Directive.
List each line below that contains the string "tower". Case counts.
start
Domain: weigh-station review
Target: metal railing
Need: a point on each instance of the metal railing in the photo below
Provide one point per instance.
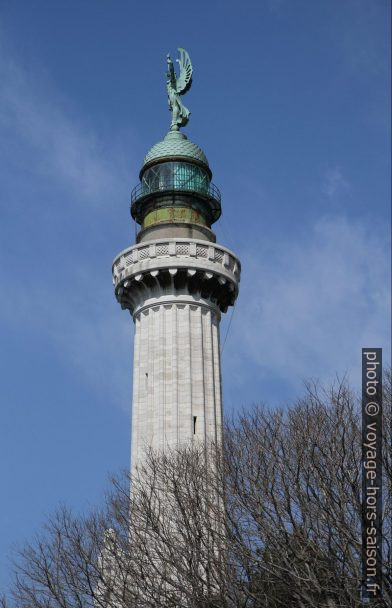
(171, 186)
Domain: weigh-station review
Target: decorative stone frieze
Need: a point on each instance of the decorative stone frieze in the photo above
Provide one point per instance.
(176, 270)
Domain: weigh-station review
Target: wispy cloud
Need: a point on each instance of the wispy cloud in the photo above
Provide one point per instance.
(38, 124)
(70, 304)
(306, 308)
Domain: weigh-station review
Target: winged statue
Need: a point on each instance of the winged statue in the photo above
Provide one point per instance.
(177, 86)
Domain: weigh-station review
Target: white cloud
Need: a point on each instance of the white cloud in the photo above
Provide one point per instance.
(45, 130)
(307, 308)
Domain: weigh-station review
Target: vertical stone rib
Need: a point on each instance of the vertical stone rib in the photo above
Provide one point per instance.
(217, 378)
(176, 377)
(209, 394)
(135, 393)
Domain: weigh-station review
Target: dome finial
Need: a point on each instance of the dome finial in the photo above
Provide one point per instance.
(178, 86)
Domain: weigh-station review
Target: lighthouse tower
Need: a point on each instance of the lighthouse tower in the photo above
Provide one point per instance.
(175, 281)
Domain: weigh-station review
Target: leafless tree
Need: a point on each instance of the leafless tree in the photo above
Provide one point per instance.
(273, 520)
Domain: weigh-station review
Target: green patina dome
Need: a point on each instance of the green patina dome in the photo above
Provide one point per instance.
(175, 144)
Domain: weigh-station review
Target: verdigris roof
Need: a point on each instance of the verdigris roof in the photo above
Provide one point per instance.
(176, 143)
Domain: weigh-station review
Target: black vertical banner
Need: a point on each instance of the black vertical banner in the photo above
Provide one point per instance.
(371, 473)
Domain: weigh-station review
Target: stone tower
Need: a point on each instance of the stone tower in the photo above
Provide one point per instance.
(175, 281)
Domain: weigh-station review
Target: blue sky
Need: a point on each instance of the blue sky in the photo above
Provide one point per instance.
(290, 102)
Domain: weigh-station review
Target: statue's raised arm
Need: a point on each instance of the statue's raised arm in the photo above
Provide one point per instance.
(178, 86)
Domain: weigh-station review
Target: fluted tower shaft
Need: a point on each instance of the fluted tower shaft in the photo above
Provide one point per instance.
(175, 281)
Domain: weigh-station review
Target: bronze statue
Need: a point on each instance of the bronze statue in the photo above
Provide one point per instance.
(178, 86)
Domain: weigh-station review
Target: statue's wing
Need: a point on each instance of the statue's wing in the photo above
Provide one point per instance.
(184, 81)
(171, 75)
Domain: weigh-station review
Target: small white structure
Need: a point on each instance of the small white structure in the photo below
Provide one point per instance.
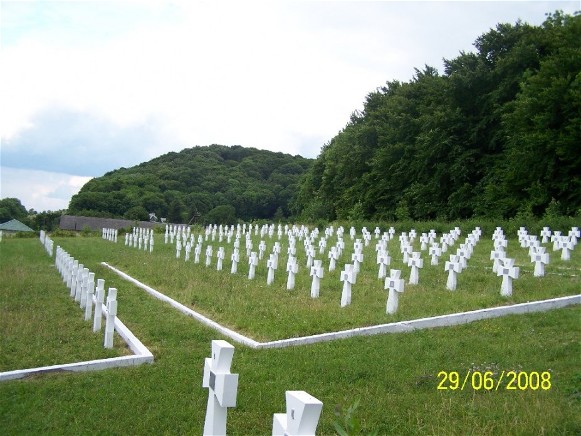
end
Full solution.
Target: lighthouse tower
Need: a point on each instance of the lighthouse tower in the photo above
Target: stone tower
Need: a point on each instance of the stone tower in the photo above
Target: fluted tower shaft
Need: a point on each instance of the fluted tower shaft in the photo above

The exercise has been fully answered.